- **Domande da svolgere**:
- 1) Traduci in inglese la frase del brano sugli alberi di piazza dell'Unità "Significa provare a salvare le nostre città, e noi stessi, e i nostri figli e figlie."
- 2) Per favore, prosegui il brano sugli alberi di piazza dell'Unità a partire dalla sua ultima frase.

- **Brano fornito**:
--
Tanto per cominciare, domani c’è un’iniziativa da seguire. Alle 17 ci sarà un flashmob in piazza dell’Unità, dove vogliono abbattere gli alberi. Ci sarà un’altra iniziativa venerdì, titolo “Hands Off San Leo”, ovvero il giardino di San Leonardo entrato nelle mire della Johns Hopkins University, su cui c’è qualcosa da sapere.
Per farla corta, non è che occuparsi degli alberi significa essere noiosi passatisti o addirittura complottisti anti-sindaci. Significa provare a salvare le nostre città, e noi stessi, e i nostri figli e figlie.
Se poi si preferisce continuare così perché la politica ha lo sguardo sempre più corto e l’unico futuro che concepisce è quello della prossima scadenza elettorale, strillate pure. Ma Saramago avrebbe un paio di cosette da dire sulla cecità.
Sono curiosi segni del destino, non credete? A pochi minuti dalla diretta di questa mattina di Pagina3, arriva la notizia della morte di Goffredo Fofi, personalità enorme e difficile e dagli innumerevoli meriti.
--
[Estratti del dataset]
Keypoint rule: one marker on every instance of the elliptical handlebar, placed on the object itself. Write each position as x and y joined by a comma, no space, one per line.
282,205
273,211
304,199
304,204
--
- **Soluzioni delle attività**:
- 1) It means trying to save our cities, and ourselves, and our sons and daughters.

- 2)
Il curioso segno del destino è che avevo deciso di leggere in apertura il lungo articolo di Stefania Consigliere e Cristina Zavaroni “Rimozione forzata” che trovate su Giap!, insieme alla postilla dei Wu Ming, e che racconta come la frattura che si creò allora fra “rimasti pandemici” e “disvedenti” non si è mai sanata, e che in virtù anzi di quella frattura abbiamo accettato tutto.
E’ soprattutto nei rapporti fra gli esseri umani che le cose sono cambiate: la spaccatura ha preso il posto del dialogo, l’irrigidimento ha sostituito il dubbio, l’incapacità di concepire un futuro ha sostituito la progettualità, o la visione, o l’incanto o chiamatelo come volete.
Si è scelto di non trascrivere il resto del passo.